(Stored data)
■ ■ ■

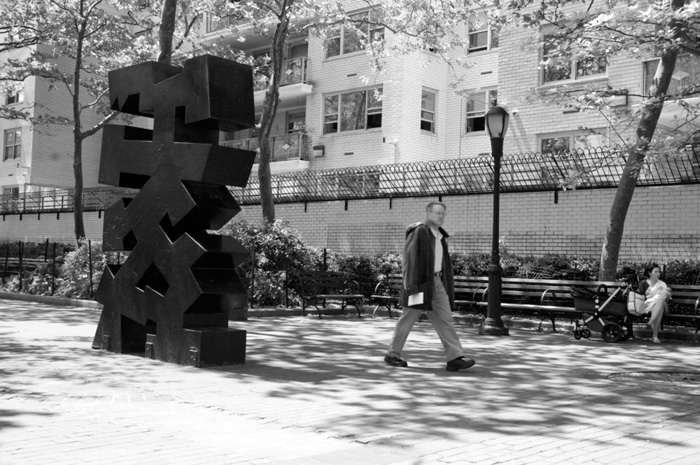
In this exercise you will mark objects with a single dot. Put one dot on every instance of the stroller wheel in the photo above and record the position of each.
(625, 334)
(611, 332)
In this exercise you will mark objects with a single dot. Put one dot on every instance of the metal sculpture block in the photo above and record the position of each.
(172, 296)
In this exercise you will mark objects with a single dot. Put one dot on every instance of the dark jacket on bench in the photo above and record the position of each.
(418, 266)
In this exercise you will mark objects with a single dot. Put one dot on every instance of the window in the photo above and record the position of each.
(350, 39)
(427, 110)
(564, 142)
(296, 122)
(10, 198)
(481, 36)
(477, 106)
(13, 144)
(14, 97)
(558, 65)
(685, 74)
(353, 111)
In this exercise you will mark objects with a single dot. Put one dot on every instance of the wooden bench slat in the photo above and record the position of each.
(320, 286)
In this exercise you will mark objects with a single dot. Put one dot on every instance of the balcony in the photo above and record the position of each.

■ ■ ■

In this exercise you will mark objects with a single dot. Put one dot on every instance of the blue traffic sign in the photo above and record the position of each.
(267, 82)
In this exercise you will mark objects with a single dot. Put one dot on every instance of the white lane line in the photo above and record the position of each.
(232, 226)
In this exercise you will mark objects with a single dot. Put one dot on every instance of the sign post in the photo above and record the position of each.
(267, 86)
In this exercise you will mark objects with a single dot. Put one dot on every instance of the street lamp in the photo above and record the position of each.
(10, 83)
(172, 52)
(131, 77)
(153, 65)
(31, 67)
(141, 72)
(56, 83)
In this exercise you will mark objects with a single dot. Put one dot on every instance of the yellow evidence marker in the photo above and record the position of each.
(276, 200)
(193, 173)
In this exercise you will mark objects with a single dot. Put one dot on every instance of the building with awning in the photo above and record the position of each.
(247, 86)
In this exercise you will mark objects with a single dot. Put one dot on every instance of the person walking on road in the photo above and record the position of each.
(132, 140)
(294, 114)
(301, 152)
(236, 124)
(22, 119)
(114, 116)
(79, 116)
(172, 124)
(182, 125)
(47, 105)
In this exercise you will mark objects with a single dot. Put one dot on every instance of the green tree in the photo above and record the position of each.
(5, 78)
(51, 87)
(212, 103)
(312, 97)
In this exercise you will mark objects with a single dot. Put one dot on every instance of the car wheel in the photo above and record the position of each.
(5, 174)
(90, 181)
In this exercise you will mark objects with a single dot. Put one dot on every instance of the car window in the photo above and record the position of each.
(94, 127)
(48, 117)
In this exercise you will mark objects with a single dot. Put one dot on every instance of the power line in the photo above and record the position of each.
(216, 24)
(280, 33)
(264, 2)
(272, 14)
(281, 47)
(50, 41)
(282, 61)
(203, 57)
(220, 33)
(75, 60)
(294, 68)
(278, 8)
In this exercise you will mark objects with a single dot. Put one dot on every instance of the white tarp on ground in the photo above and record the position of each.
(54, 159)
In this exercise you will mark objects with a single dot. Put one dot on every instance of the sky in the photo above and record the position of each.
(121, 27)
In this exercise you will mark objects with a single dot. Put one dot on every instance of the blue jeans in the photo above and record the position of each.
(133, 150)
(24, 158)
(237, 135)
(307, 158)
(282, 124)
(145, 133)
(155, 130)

■ ■ ■

Both end lines included, restate word for word the lines above from the line with "of the wooden" to the line with "of the balcony", and nothing else.

**Answer to this task**.
In this exercise you will mark objects with a single dot. Put one dot on every instance of the wooden bench slat in the photo above and record the position of each.
(320, 286)
In this exercise you will mark objects with a single dot. Put one dot on every instance of the balcony in the photo above and record the position of each.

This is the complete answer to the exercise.